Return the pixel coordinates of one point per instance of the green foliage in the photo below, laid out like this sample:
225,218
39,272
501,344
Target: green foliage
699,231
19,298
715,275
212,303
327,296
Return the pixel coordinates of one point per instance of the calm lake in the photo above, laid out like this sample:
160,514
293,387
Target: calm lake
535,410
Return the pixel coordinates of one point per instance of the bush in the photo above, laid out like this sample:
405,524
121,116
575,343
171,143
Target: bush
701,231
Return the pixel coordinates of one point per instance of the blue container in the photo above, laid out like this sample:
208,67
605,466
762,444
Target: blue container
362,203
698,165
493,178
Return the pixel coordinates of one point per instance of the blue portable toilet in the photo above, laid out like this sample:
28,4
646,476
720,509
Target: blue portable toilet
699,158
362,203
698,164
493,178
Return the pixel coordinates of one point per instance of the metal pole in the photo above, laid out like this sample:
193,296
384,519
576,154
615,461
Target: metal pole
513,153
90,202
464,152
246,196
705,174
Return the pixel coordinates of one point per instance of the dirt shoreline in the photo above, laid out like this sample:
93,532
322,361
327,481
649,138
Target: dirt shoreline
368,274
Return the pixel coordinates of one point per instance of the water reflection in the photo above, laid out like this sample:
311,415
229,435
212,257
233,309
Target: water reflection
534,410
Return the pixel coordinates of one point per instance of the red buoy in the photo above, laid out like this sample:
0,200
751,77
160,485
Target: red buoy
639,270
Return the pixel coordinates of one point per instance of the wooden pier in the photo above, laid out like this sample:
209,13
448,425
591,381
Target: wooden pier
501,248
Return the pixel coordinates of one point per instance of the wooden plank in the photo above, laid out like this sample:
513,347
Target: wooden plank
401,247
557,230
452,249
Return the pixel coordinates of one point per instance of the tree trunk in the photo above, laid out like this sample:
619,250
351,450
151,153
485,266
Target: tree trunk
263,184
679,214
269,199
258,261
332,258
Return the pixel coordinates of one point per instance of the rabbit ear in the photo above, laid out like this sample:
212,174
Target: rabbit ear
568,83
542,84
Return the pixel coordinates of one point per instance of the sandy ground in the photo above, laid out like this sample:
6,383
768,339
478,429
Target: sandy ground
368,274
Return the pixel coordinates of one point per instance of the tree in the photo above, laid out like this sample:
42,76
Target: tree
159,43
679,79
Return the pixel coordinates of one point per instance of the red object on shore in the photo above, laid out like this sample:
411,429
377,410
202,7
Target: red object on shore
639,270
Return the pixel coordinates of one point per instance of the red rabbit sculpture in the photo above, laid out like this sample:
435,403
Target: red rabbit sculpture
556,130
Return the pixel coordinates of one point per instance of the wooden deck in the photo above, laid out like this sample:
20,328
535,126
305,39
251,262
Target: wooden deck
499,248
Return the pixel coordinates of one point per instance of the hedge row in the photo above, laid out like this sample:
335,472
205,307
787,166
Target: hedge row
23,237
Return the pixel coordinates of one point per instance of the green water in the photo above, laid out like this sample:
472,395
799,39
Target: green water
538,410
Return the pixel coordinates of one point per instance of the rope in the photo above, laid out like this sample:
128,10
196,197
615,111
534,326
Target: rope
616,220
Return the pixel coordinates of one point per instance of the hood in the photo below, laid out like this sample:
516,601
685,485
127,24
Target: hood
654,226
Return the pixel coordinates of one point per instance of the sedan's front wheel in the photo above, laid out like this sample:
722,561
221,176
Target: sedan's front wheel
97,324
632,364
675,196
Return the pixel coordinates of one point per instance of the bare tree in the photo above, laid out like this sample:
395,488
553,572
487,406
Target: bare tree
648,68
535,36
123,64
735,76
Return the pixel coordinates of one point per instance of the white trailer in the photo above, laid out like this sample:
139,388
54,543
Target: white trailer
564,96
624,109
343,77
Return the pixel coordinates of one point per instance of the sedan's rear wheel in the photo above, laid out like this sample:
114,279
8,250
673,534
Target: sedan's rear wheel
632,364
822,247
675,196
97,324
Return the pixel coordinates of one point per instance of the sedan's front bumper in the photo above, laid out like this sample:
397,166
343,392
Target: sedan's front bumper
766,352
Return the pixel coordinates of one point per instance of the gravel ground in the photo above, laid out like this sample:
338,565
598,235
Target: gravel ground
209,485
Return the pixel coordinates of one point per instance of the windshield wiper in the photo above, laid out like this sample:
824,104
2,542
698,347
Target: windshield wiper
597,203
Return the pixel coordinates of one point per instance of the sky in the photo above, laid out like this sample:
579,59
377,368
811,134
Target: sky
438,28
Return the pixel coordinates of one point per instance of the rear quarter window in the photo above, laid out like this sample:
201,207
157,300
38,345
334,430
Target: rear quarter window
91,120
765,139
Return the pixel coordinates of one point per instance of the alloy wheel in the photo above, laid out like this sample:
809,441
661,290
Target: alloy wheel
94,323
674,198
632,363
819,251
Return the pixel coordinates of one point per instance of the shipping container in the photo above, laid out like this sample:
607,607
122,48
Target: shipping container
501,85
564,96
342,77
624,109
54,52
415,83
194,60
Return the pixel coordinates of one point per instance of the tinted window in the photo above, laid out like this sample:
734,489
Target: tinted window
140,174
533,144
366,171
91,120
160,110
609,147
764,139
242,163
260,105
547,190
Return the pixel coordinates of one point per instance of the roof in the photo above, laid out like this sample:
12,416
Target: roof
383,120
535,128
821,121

WORK INSTRUCTIONS:
A single number is expected: how many lines in the entries contain "below".

ANSWER FOR THE TASK:
2